- _Extract to read_
Bacteria convert plastic bottles into paracetamol in major breakthrough
What's the story
In a groundbreaking study, scientists have discovered that bacteria can be used to convert plastic waste into paracetamol (acetaminophen). The research was led by Professor Stephen Wallace from the University of Edinburgh and published in the journal Nature Chemistry. The team found that a harmless strain of E. coli could convert polyethylene terephthalate (PET), a common plastic found in food packaging and bottles, into para-aminobenzoic acid (PABA) and eventually paracetamol.
Conversion process
How the researchers carried out the study
The researchers used sustainable chemical methods to convert PET into a new material. When this material was incubated with the harmless strain of E. coli, it was converted into PABA through a process that likely involved a Lossen rearrangement (amide to isocyanate chemical transformation). This type of chemical reaction had never been observed in nature before but proved biocompatible, meaning it could be carried out in the presence of living cells without harming them.
Genetic modification
Bacteria modified to produce paracetamol from plastic waste
The team genetically modified the E. coli strain to block its natural pathways for producing PABA, forcing it to use the PET-based material instead. They then inserted two genes—one from mushrooms and one from soil bacteria—into the bacteria, enabling them to convert PABA into paracetamol. Using this modified strain, they were able to turn the PET-based starting material into paracetamol in less than 24 hours with low emissions and a yield of up to 92%.
Future prospects
Technology can help make paracetamol more sustainably
The findings of this study open up new possibilities for a more sustainable way to produce paracetamol, which is currently derived from oil. Professor Wallace said, "What this technology shows is that by merging chemistry and biology in this way for the first time, we can make paracetamol more sustainably and clean up plastic waste from the environment at the same time."

- _Required actions_
1 > Translate this sentence from the article on turning plastic into paracetamol into Spanish: "The team genetically modified the E. coli strain to block its natural pathways for producing PABA, forcing it to use the PET-based material instead."
2 > According to the article on turning plastic into paracetamol, what was the highest yield the modified bacteria achieved?
3 > Reproduce a passage from the article on turning plastic into paracetamol word for word. Begin at the words "Conversion process" and stop after "without harming them.".

- _Information provided_
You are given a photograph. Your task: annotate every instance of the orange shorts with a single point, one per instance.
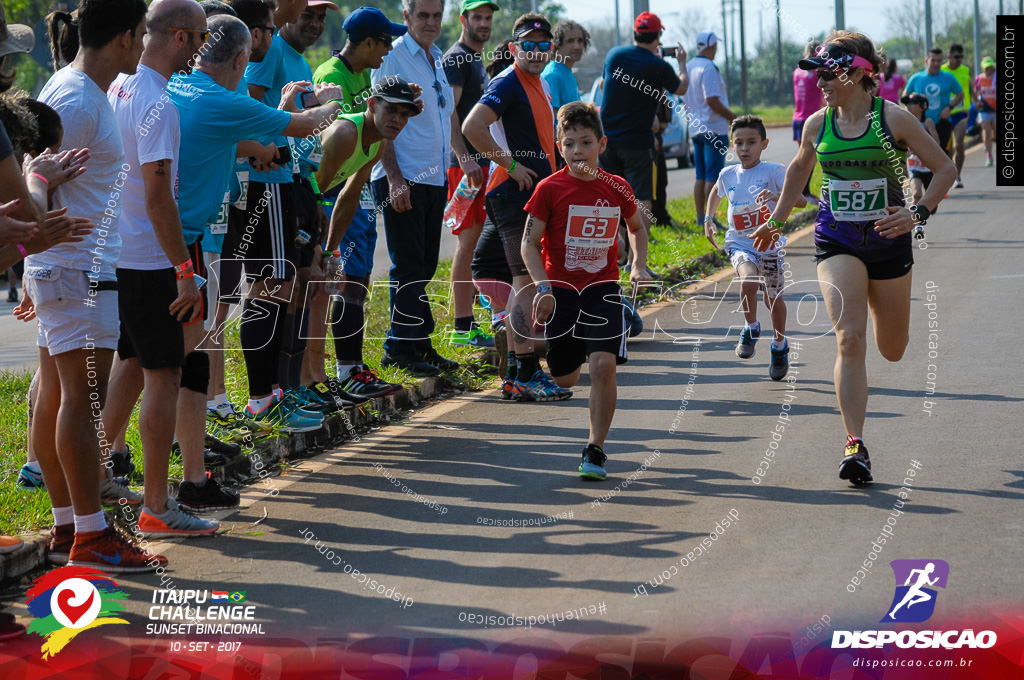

- _Responses to the exercise_
1 > El equipo modificó genéticamente la cepa de E. coli para bloquear sus vías naturales de producción de PABA, lo que la obligó a usar en su lugar el material a base de PET.

2 > Up to 92%.

3 >
Conversion process
How the researchers carried out the study
The researchers used sustainable chemical methods to convert PET into a new material. When this material was incubated with the harmless strain of E. coli, it was converted into PABA through a process that likely involved a Lossen rearrangement (amide to isocyanate chemical transformation). This type of chemical reaction had never been observed in nature before but proved biocompatible, meaning it could be carried out in the presence of living cells without harming them.